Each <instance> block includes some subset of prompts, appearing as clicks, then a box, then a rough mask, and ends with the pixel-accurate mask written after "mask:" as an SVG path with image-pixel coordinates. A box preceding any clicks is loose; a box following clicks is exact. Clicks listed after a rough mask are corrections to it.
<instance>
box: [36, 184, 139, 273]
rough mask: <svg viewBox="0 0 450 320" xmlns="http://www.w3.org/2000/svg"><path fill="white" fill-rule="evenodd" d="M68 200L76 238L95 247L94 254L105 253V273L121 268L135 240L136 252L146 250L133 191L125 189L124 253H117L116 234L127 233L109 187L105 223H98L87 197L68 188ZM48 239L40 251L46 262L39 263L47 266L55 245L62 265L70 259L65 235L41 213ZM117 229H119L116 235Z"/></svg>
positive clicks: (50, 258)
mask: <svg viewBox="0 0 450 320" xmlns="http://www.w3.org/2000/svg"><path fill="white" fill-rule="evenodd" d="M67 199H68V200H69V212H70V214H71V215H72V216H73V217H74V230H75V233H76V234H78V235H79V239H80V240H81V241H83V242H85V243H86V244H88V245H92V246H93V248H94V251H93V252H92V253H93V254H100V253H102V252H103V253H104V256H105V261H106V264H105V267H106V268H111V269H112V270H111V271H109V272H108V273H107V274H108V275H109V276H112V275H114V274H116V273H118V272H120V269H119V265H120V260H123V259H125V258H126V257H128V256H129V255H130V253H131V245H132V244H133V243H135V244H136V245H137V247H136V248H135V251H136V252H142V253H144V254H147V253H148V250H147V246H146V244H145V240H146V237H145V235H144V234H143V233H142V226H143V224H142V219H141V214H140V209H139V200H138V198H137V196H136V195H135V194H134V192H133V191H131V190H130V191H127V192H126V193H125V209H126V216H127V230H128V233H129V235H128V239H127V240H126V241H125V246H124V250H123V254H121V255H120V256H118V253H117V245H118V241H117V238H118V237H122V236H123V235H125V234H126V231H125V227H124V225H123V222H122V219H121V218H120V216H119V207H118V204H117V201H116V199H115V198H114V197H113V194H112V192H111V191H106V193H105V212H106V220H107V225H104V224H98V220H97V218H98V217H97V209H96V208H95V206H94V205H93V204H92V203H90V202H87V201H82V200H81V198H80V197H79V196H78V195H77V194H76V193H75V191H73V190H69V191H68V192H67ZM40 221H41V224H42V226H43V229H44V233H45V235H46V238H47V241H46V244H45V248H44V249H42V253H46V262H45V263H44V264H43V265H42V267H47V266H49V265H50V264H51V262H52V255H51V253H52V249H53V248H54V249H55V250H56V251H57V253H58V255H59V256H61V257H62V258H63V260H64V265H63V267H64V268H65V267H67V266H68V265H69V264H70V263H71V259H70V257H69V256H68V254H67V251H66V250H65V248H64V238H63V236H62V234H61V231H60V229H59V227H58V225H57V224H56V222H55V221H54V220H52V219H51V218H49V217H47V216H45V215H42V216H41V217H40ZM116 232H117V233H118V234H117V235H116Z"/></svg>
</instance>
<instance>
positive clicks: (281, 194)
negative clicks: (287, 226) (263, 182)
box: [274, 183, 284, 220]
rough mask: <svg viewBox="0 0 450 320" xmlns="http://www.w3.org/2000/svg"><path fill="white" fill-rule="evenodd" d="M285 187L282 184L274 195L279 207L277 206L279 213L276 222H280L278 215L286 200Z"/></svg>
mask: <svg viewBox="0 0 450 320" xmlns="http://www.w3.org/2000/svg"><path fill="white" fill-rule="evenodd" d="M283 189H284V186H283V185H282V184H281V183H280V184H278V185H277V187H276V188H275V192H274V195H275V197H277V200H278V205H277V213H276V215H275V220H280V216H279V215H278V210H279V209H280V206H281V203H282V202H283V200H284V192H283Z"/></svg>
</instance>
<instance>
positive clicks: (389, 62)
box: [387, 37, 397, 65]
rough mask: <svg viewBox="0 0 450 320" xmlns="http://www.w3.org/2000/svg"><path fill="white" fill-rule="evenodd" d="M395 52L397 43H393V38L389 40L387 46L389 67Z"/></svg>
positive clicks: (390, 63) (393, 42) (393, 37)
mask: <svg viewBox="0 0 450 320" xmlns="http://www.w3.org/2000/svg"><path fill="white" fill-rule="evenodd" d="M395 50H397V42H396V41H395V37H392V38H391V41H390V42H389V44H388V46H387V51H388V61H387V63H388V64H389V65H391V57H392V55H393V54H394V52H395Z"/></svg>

□ □ □

> **What is expected**: Your task is to retype all of the lines above exactly.

> **Answer for this exercise**:
Each <instance> block includes some subset of prompts, appearing as clicks, then a box, then a rough mask, and ends with the pixel-accurate mask written after "mask:" as an SVG path with image-pixel coordinates. A box preceding any clicks is loose; a box following clicks is exact. Clicks listed after a rough mask are corrections to it.
<instance>
box: [36, 184, 139, 273]
rough mask: <svg viewBox="0 0 450 320" xmlns="http://www.w3.org/2000/svg"><path fill="white" fill-rule="evenodd" d="M68 200L76 238L95 247L94 254L105 253V273L121 268L135 240L136 252L146 250L133 191L125 189L124 253H117L116 234L127 233L109 187L105 223H98L87 197L68 188ZM48 239L40 251L46 262L39 263L47 266L55 245L62 265L70 259L65 235L41 213ZM117 229H119L116 235Z"/></svg>
positive clicks: (50, 258)
mask: <svg viewBox="0 0 450 320" xmlns="http://www.w3.org/2000/svg"><path fill="white" fill-rule="evenodd" d="M67 199H68V200H69V212H70V214H71V215H72V216H73V217H74V230H75V233H76V234H78V235H79V239H80V240H81V241H83V242H85V243H86V244H88V245H92V246H93V248H94V251H93V252H92V253H93V254H100V253H102V252H103V253H104V256H105V261H106V264H105V267H106V268H111V269H112V270H111V271H109V272H108V273H107V274H108V275H109V276H112V275H114V274H116V273H118V272H120V269H119V265H120V260H123V259H125V258H126V257H128V256H129V255H130V253H131V245H132V244H133V243H135V244H136V245H137V247H136V248H135V251H136V252H142V253H144V254H147V253H148V250H147V246H146V244H145V240H146V237H145V235H144V234H143V233H142V226H143V224H142V219H141V214H140V209H139V200H138V198H137V196H136V195H135V194H134V192H133V191H131V190H130V191H127V192H126V193H125V209H126V216H127V230H128V233H129V235H128V239H127V240H126V241H125V246H124V250H123V254H121V255H120V256H118V253H117V245H118V241H117V238H118V237H122V236H123V235H125V234H126V231H125V227H124V225H123V222H122V219H121V218H120V216H119V207H118V204H117V201H116V199H115V198H114V197H113V194H112V192H111V191H106V193H105V212H106V220H107V225H104V224H98V220H97V218H98V217H97V209H96V208H95V206H94V205H93V204H92V203H90V202H87V201H82V200H81V198H80V197H79V196H78V195H77V194H76V193H75V191H73V190H69V191H68V192H67ZM40 221H41V224H42V226H43V229H44V233H45V235H46V238H47V241H46V244H45V248H44V249H42V253H46V262H45V263H44V264H43V265H42V267H47V266H49V265H50V264H51V262H52V255H51V253H52V249H53V248H54V249H55V250H56V251H57V253H58V255H59V256H61V257H62V258H63V260H64V265H63V267H64V268H65V267H67V266H68V265H69V264H70V263H71V259H70V257H69V256H68V254H67V251H66V250H65V248H64V238H63V236H62V234H61V231H60V229H59V227H58V225H57V224H56V222H55V221H54V220H52V219H51V218H49V217H47V216H45V215H42V216H41V217H40ZM116 232H117V233H118V234H117V235H116Z"/></svg>
</instance>
<instance>
positive clicks: (281, 194)
negative clicks: (287, 226) (263, 182)
box: [274, 183, 284, 220]
rough mask: <svg viewBox="0 0 450 320" xmlns="http://www.w3.org/2000/svg"><path fill="white" fill-rule="evenodd" d="M285 187L282 184L274 195L279 207L277 206L279 213L276 222H280L278 215L286 200Z"/></svg>
mask: <svg viewBox="0 0 450 320" xmlns="http://www.w3.org/2000/svg"><path fill="white" fill-rule="evenodd" d="M283 189H284V186H283V185H282V184H281V183H280V184H278V185H277V187H276V188H275V192H274V195H275V197H277V200H278V205H277V213H276V215H275V220H280V216H279V215H278V210H279V209H280V206H281V203H282V202H283V200H284V192H283Z"/></svg>
</instance>
<instance>
positive clicks: (389, 62)
box: [387, 37, 397, 65]
rough mask: <svg viewBox="0 0 450 320" xmlns="http://www.w3.org/2000/svg"><path fill="white" fill-rule="evenodd" d="M395 52L397 43H393V38L389 40L387 46L389 67Z"/></svg>
positive clicks: (390, 63) (393, 42) (393, 37)
mask: <svg viewBox="0 0 450 320" xmlns="http://www.w3.org/2000/svg"><path fill="white" fill-rule="evenodd" d="M395 50H397V42H396V41H395V37H392V38H391V41H390V42H389V44H388V46H387V51H388V61H387V63H388V64H389V65H391V57H392V55H393V54H394V52H395Z"/></svg>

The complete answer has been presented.